— Consigne —
Poursuivez le texte sur l'héliosismologie à partir de sa dernière phrase.

— Extrait cité —
Tout comme la sismologie étudie les tremblements de Terre, l'héliosismologie étudie les tremblements du Soleil. Comme presque toutes les étoiles, la surface du Soleil est animée de mouvements d'oscillations. Ces pulsations naturelles et permanentes engendrent des ondes sonores ou de gravité qui se propagent dans l'étoile et permettent de l' étudier de la surface au coeur.
La source des ondes est variable selon les étoiles et peut être la fusion thermonucléaire du coeur ou l'interaction plus superficielle entre la matière et la lumière. Dans le cas du Soleil, le phénomène de base, très ténu, est lié à la turbulence de surface. Comme des gouttes de pluie sur la peau d'un tambour, des millions de granules de gaz portés à une température de plusieurs milliers de degrés s'agitent et induisent des ondes qui se propagent dans cette énorme boule gazeuse sphérique qu'est le Soleil. Certaines ondes, plutôt « tangentielles », restent près de la surface et se réfléchissent en de nombreux points de la sphère. D'autres, plus « radiales » atteignent le centre du Soleil. Des millions de « modes » de vibrations différentes sont engendrés à chaque instant. L'étude de ces modes nous renseigne sur les propriétés de la matière stellaire que nous sommes actuellement incapable de reconstituer en laboratoire car les températures atteignent des dizaines de millions de degrés et les densités peuvent atteindre quelques centaines de fois celle de l'eau. Cette exploration de la structure interne des étoiles qui rappelle l'échographie ou le sonar, ne les perturbe pas puisqu'elle mesure à distance un phénomène naturel. Mais ces techniques sont délicates et requièrent minutie et astuce.
Il existe deux moyens d'investigation de ces modes. Le premier consiste à mesurer simplement les variations de la luminosité des étoiles qui sont engendrées par les ondes acoustiques. Ces variations sont de l'ordre du millionnième. Cette méthode simple est utilisée à bord du satellite SOHO par l'instrument VIRGO et va se généraliser à l'étude d'autres étoiles. Le satellite EDDINGTON de l'Agence Spatiale Européenne étudiera ainsi 50 000 étoiles et pense découvrir une centaine de planètes « habitables » entre 2007- 2010.
La deuxième technique, plus sophistiquée, permet d'atteindre l'ensemble des modes d'oscillations, par le déplacement induit par la superposition de tous les modes présents à chaque instant, en mesurant la variation de notre vitesse (ou de celle du satellite) par rapport à la surface du soleil, afin d'en mesurer les mouvements ténus. Le phénomène utilisé, bien connu des astronomes, est le « décalage Döppler » d'un certain nombre de raies d'absorption d'éléments chimiques. Ces raies se forment dans les 500 km situés au dessus de la photosphère (limite visible de notre Soleil) et permettent de mesurer les quantités d'éléments peu abondants dans les étoiles : fer, nickel, potassium ou sodium, mais aussi de mesurer les déplacements des objets cosmiques.

— Données —
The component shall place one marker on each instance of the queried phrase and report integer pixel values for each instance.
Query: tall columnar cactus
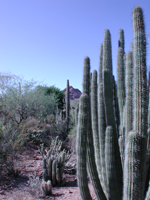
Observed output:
(81, 147)
(129, 94)
(135, 108)
(90, 158)
(140, 77)
(108, 98)
(94, 113)
(101, 64)
(67, 104)
(120, 83)
(54, 161)
(121, 39)
(140, 102)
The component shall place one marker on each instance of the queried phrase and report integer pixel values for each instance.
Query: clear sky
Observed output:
(47, 40)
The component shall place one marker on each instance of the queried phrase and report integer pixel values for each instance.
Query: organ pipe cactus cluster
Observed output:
(54, 161)
(112, 135)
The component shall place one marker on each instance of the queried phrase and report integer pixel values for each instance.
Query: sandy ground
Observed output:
(30, 167)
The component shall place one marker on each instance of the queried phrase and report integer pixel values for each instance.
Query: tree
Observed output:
(58, 94)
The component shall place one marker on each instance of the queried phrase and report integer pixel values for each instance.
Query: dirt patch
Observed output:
(27, 185)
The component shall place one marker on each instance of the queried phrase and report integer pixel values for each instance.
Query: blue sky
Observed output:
(47, 40)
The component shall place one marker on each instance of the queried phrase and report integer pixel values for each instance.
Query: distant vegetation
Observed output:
(29, 112)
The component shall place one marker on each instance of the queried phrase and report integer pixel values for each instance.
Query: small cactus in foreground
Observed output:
(54, 161)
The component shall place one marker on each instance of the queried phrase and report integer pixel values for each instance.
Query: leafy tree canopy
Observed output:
(52, 90)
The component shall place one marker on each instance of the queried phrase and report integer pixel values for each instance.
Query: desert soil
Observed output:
(29, 165)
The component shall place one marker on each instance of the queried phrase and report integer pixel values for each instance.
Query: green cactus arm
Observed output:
(94, 112)
(101, 64)
(120, 84)
(140, 78)
(50, 160)
(148, 193)
(121, 42)
(90, 148)
(129, 94)
(112, 181)
(108, 98)
(132, 167)
(81, 147)
(101, 128)
(67, 103)
(54, 168)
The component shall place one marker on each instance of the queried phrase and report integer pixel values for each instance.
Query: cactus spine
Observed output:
(132, 171)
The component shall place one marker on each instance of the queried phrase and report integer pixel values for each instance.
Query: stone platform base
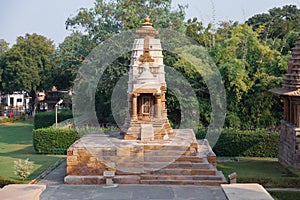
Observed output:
(180, 160)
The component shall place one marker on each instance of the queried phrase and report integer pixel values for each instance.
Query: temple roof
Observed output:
(291, 81)
(147, 29)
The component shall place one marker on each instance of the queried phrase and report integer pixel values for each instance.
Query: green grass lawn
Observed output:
(16, 143)
(265, 171)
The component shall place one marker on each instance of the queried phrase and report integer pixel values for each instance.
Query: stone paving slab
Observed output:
(132, 192)
(246, 192)
(21, 192)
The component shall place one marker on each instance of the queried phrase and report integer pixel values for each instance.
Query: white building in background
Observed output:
(17, 101)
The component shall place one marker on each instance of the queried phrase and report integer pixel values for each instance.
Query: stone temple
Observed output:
(148, 151)
(147, 89)
(289, 143)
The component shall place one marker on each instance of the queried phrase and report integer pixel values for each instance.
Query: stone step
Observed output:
(180, 177)
(181, 171)
(177, 153)
(182, 158)
(177, 165)
(183, 182)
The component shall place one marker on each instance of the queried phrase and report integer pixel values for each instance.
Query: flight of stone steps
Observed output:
(172, 165)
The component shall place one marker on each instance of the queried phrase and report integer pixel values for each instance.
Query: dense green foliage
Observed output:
(251, 143)
(16, 143)
(265, 171)
(285, 195)
(47, 140)
(46, 119)
(13, 119)
(27, 65)
(252, 58)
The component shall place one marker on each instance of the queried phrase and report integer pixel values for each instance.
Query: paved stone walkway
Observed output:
(134, 192)
(56, 190)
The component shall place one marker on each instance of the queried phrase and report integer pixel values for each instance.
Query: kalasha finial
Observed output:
(147, 22)
(147, 19)
(147, 29)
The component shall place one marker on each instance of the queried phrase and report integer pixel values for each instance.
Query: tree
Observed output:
(69, 56)
(28, 65)
(278, 27)
(111, 17)
(3, 47)
(249, 68)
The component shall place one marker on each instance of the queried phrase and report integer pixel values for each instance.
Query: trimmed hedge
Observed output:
(49, 140)
(13, 119)
(6, 181)
(248, 143)
(46, 119)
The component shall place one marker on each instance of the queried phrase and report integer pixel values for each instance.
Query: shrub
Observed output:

— Résultat —
Avec SOHO, on pousse plus loin la technique pour mesurer le spectre complet des oscillations en atteignant une précision « de laboratoire » puisqu'elle repose sur des propriétés des atomes.. On constate que la fréquence des modes détectés peut être obtenue avec une précision qui dépend du temps d'observation. Après un an d'intégration, la précison est meilleure que 10-4.
De plus, les amplitudes détectées sont d'une extrême petitesse.Mesurer à la surface du Soleil des vitesses d'oscillations de quelques mm/s, avec une période d'environ 2 heures, soit un déplacement de 3,6 mètres de la surface du Soleil (environ 5 milliardièmes du rayon du Soleil) revient à regarder trembler une cerise sur la Lune ! C'est le prix à payer pour scruter la physique interne du Soleil. L'instrument d'imagerie américain MDI mesure les ondes les plus superficielles (déformation locale), l'instrument GOLF détecte les modes les plus pénétrants (observation globale).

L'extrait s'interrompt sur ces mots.